TASKS FOR THIS EXERCISE:
1. Print the part of the Young Guru Academy text from "Young Guru Academy (YGA) is" up to and including "Edison Awards 2018.".
2. In the Young Guru Academy text, what prize did WeWalk win in the Edison Awards 2018?
3. Pick up the Young Guru Academy text after its last line and carry it further.

━━━━━ STUDY TEXT

Young Guru Academy (YGA) Dream Partners Foundation
- Founded: 2000
- Founder: Sinan Yaman
- Focus: Socially responsible leadership
- Location: Istanbul, Turkey;
- Region served: Turkey & United States
- Key people: Sinan Yaman (Chairman and Founder) Asude Altıntaş (Co-President) Sadık Ünlü (Co-President)
- Website: www.yga.org.tr

= Young Guru Academy =

Young Guru Academy (YGA) is an international non-profit organisation established in 2000 in Turkey. Its volunteers develop international projects to help solve the problems communities face.

== Awards and Accolades ==

- My Dream Companion, has received first place at GSMA awards twice, making it the first app to do so.
- WeWalk has won the Gold prize in the Edison Awards 2018.
- YGA graduates have been chosen by Forbes magazine as "30 Under 30" innovators twice.

━━━━━━━━━━
━━━━━ DATASET CONTENT

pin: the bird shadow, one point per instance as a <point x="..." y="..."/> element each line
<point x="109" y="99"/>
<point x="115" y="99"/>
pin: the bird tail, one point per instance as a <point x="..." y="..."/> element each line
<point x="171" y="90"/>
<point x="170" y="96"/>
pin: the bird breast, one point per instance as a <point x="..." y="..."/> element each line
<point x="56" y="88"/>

━━━━━━━━━━
━━━━━ DATASET CONTENT

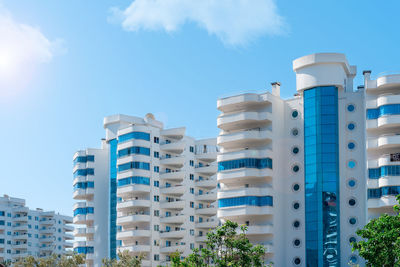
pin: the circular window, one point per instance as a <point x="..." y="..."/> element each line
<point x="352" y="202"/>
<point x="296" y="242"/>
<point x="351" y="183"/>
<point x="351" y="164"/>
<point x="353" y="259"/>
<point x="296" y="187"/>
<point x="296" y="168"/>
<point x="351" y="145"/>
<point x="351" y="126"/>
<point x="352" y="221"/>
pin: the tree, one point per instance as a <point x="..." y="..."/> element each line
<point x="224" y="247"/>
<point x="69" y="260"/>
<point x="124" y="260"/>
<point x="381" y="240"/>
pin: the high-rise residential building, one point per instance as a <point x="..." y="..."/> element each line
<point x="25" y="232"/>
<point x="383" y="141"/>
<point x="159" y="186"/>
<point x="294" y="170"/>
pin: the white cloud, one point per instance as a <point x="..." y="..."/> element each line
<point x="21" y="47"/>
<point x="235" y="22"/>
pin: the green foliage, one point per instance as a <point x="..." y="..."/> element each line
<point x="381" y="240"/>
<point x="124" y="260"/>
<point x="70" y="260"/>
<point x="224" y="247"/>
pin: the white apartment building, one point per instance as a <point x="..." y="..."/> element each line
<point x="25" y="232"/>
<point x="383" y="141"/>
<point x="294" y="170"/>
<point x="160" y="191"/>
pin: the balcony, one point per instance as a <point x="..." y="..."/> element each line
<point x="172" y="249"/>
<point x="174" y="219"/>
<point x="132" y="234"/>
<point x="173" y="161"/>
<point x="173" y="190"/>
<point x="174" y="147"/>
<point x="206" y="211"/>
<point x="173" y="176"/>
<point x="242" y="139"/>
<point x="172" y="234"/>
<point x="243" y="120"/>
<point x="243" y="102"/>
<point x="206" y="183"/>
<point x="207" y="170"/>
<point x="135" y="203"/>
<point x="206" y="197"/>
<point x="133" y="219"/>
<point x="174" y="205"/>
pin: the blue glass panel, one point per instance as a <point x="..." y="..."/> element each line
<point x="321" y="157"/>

━━━━━━━━━━

ANSWERS BELOW:
1.
Young Guru Academy (YGA) is an international non-profit organisation established in 2000 in Turkey. Its volunteers develop international projects to help solve the problems communities face.

== Awards and Accolades ==

- My Dream Companion, has received first place at GSMA awards twice, making it the first app to do so.
- WeWalk has won the Gold prize in the Edison Awards 2018.

2. The Gold prize.

3.
- YGA has been chosen as a “Great Place to Work” in 2016 and 2017. With a trust index of 100%, it was the only NGO to be chosen in Europe. YGA has also been chosen as a GPTW ambassador due to the high trust index.

== YGA Programs ==
Over 50 thousand university and high school students apply to YGA every year. After a 5-step process, 50 chosen students are admitted to the program. Scientists, innovators, and leaders such as Prof. Aziz Sancar, Ali Koç, Faruk Eczacıbaşı, Prof. Mehmet Toner, Prof. Kristi Raube, and Prof. Doğan Cüceloğu train these admitted volunteers. Over 5000 hours of volunteer work and education allows the knowledge to be implemented in their lives. YGA's global partners such as Harvard, MIT, Columbia, Brown, Technical University of Munich, Polytechnic of Turin, London Business School and UC Berkeley allows students from those institutions to join YGA volunteers in the field.

== Finances ==
70% of financial resources of YGA are donated by over 50 international corporations, %20 is crowdfunded, and %10 is raised by startups by YGA graduates. In 2020, this number is planned to reach 50%.

Such startups and innovations include:
- The largest Hydrosolar Plant in Turkey.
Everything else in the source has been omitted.